Stored data:
————

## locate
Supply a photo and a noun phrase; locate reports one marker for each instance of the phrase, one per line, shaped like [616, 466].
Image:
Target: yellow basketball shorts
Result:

————

• _Exercise details_
Copy the records above line for line, with no changes.

• _Result of this exercise_
## locate
Supply a photo and a noun phrase; locate reports one marker for each instance of the phrase, one per line, shaped like [616, 466].
Image:
Target: yellow basketball shorts
Result:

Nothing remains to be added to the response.